- AIM -
Can you copy out every one of the items below word for word, leaving the pictures out of your answer?

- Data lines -
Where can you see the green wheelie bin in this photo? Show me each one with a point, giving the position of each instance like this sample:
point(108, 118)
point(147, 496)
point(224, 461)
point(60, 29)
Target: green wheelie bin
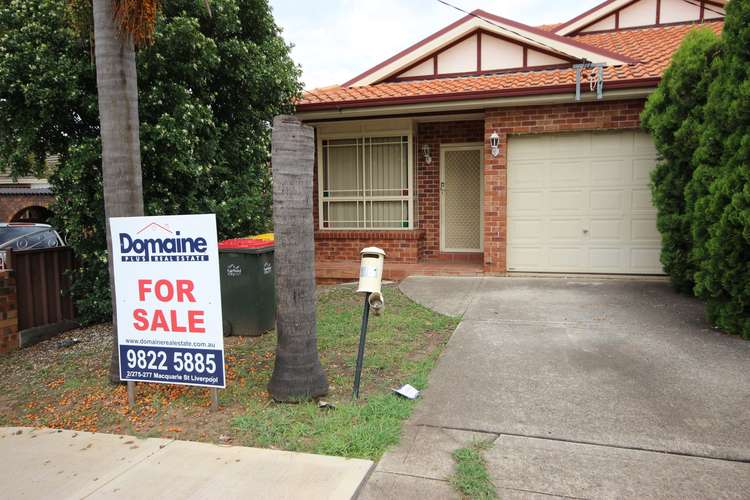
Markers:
point(248, 298)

- RESULT OF THIS TASK -
Where can you see the green wheelie bin in this photo? Show me each one with a point, giving the position of each instance like this sample:
point(108, 118)
point(147, 496)
point(224, 461)
point(60, 29)
Target: green wheelie bin
Markers:
point(248, 298)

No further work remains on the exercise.